* START *
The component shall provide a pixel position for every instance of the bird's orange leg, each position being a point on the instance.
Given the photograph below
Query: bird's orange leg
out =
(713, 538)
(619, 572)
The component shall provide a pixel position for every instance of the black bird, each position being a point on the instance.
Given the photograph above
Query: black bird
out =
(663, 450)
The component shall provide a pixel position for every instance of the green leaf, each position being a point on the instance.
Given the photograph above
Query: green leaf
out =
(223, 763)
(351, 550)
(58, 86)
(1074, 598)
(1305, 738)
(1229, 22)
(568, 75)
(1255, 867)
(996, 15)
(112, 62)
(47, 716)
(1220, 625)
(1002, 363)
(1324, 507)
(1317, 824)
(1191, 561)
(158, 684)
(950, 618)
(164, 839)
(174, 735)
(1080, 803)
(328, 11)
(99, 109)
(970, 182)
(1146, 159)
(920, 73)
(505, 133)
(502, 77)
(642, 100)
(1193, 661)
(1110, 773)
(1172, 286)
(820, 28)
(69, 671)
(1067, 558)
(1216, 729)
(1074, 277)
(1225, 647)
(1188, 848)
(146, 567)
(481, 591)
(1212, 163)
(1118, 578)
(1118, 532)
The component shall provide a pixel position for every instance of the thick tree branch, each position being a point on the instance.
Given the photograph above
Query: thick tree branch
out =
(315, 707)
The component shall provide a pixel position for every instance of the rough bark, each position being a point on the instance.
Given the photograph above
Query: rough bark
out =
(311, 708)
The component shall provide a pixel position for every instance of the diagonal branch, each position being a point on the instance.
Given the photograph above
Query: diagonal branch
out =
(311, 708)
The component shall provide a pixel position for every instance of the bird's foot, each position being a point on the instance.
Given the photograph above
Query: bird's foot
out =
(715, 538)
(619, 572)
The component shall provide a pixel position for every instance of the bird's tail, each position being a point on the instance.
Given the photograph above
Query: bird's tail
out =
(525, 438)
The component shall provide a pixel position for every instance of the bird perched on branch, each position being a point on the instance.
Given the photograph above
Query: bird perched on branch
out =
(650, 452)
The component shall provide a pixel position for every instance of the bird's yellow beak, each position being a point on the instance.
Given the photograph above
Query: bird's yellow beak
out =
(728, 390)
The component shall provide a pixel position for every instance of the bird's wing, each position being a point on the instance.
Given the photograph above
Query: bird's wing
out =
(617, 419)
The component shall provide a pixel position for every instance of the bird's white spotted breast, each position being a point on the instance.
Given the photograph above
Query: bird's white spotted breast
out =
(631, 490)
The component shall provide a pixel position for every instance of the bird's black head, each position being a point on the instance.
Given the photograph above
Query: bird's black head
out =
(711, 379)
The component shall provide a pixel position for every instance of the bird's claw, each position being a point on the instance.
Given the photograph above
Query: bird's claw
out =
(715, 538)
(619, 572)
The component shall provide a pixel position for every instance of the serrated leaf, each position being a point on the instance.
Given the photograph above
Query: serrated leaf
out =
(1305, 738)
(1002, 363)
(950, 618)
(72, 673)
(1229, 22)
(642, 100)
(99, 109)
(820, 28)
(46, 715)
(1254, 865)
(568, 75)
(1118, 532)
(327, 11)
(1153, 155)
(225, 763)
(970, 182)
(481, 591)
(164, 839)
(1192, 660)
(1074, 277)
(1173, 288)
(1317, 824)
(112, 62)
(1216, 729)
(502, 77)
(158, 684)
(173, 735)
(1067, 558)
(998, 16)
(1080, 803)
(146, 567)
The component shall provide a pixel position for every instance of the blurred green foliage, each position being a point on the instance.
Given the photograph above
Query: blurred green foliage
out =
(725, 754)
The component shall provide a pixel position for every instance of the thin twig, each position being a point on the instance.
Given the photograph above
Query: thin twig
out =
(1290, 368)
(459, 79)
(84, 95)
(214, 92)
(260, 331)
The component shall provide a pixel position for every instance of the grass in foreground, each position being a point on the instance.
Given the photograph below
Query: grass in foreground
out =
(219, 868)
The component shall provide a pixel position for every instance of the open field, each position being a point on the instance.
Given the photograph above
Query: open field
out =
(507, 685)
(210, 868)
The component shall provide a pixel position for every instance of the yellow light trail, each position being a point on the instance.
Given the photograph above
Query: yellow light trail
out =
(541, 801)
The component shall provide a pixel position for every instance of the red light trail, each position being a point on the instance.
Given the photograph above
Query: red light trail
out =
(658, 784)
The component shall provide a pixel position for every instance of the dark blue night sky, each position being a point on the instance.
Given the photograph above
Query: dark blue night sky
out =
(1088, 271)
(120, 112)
* END *
Your task is to return the full listing exactly as it was given.

* TASK ANSWER *
The component shall provide a pixel position for every instance of the bird's orange leg, each position being a point on the instance.
Given the photograph below
Query: bird's orange leg
out =
(713, 538)
(619, 572)
The component shall provide a pixel position for every instance of the black bird, each position being a point on the instance.
Given the photograph above
Query: black bird
out =
(663, 450)
The component shall provide a pixel position for every instance of the green leaf, each position being a point on the instance.
Given the photograph above
Query: green leaf
out =
(223, 763)
(351, 550)
(58, 86)
(1074, 598)
(1305, 738)
(1229, 22)
(568, 75)
(1255, 867)
(996, 15)
(112, 62)
(47, 716)
(1220, 625)
(1002, 363)
(1324, 507)
(1317, 824)
(1191, 561)
(158, 684)
(950, 618)
(164, 839)
(174, 735)
(1080, 803)
(328, 11)
(99, 109)
(970, 182)
(1146, 159)
(920, 73)
(505, 133)
(502, 77)
(642, 100)
(1193, 661)
(1110, 773)
(1172, 286)
(820, 28)
(69, 671)
(1067, 558)
(1216, 729)
(1074, 277)
(1225, 647)
(1188, 848)
(146, 567)
(481, 591)
(1212, 163)
(1118, 578)
(1118, 532)
The component shall provide a pixel position for every instance of the thick tree branch, each position being a point on the instance.
Given the photograph above
Query: thick tree branch
out =
(315, 707)
The component shall provide a pixel position for every instance of the rough bark, each position being a point on the instance.
Given the photograph above
Query: rough bark
out =
(311, 708)
The component shall provide a pixel position for every instance of the diagonal branch, each position being a point on the instance.
Given the photograph above
Query: diagonal branch
out =
(311, 708)
The component shall provide a pixel position for every instance of the bird's foot, each position being a point on the instance.
Given the photograph above
Query: bird's foot
out =
(715, 538)
(619, 572)
The component shall provide a pixel position for every instance of the bird's tail, each position being a point on the instance.
Given the photograph above
Query: bird's tail
out =
(525, 438)
The component shall provide a pixel position for every instance of the bird perched on branch, each position being a point on the instance.
Given the photograph above
Query: bird perched on branch
out =
(650, 452)
The component shall provide a pixel position for every instance of the bird's yellow beak, each position being a point on the instance.
Given the photograph above
Query: bird's yellow beak
out =
(728, 390)
The component shall provide a pixel position for every instance of the bird's wing, each position being a point on the instance.
Given the photograph above
Query: bird's wing
out =
(617, 419)
The component shall provide a pixel position for every instance of the bird's white spotted breast, each position being a point on the instance.
Given the photograph above
Query: bird's white spotted breast
out =
(631, 490)
The component shall provide a pixel position for every instance of the bird's black head, each position being a point on the instance.
Given the photograph above
Query: bird's black head
out =
(711, 379)
The component shall provide a pixel position for every instance of the bird's claw, each position being a point on the instance.
Given the photograph above
Query: bird's claw
out =
(715, 538)
(619, 572)
The component shall provide a pixel position for every instance of the serrated leaf, each position being a point on the instance.
Given the photograph above
Query: serrated leaf
out =
(1305, 738)
(1002, 363)
(950, 618)
(72, 673)
(1229, 22)
(642, 100)
(99, 109)
(820, 28)
(46, 715)
(1254, 865)
(568, 75)
(1118, 532)
(327, 11)
(1153, 155)
(225, 763)
(970, 182)
(481, 591)
(164, 839)
(1192, 660)
(1074, 277)
(1173, 288)
(1317, 824)
(112, 62)
(1216, 729)
(502, 77)
(158, 684)
(173, 735)
(1067, 558)
(998, 16)
(1080, 803)
(146, 567)
The component shall provide a pixel position for every instance of the blurred green foliage, each position being a point on the instance.
Given the photograph above
Query: blurred green foliage
out =
(725, 754)
The component shall provide a pixel position for every instance of the thin twig, each position being a point on the instance.
Given the photograph above
Query: thin twig
out =
(1290, 368)
(459, 79)
(84, 95)
(214, 92)
(260, 331)
The component shall provide a pixel position for every instance of the grass in foreground, each position being a point on the instance.
Given the photograph below
Query: grass in foreground
out =
(219, 868)
The component shall provide a pixel position for every instance of the open field, each position being a point on the instance.
Given the photograph above
Query: open field
out =
(507, 685)
(210, 868)
The component shall provide a pixel position for every instance of the yellow light trail, each position being a point on the instance.
Given the photograph above
Query: yellow light trail
out =
(541, 801)
The component shall provide a pixel position for every instance of the red light trail, each position being a point on the instance.
Given the photograph above
Query: red light trail
out =
(658, 784)
The component shall provide a pixel position for every instance of the dark blue night sky, each position being a point on the instance.
Given the photograph above
Query: dark blue night sky
out =
(1088, 271)
(120, 112)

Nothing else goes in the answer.